▸ **Exercise directions**
Rewrite the records with every "cape" switched to "coat" and all other text unchanged. Leave out the pictures.

▸ **Entries shown**
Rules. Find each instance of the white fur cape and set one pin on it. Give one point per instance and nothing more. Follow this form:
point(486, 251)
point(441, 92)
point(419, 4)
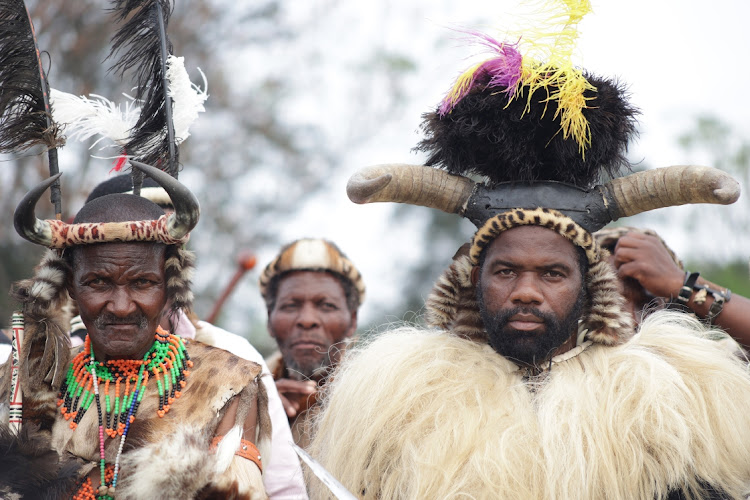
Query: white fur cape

▸ **Correct output**
Rules. Find each instance of the white fur coat and set one pin on it. Give one point per instance and nothing more. Follow this form:
point(486, 251)
point(441, 92)
point(419, 4)
Query: white fur coat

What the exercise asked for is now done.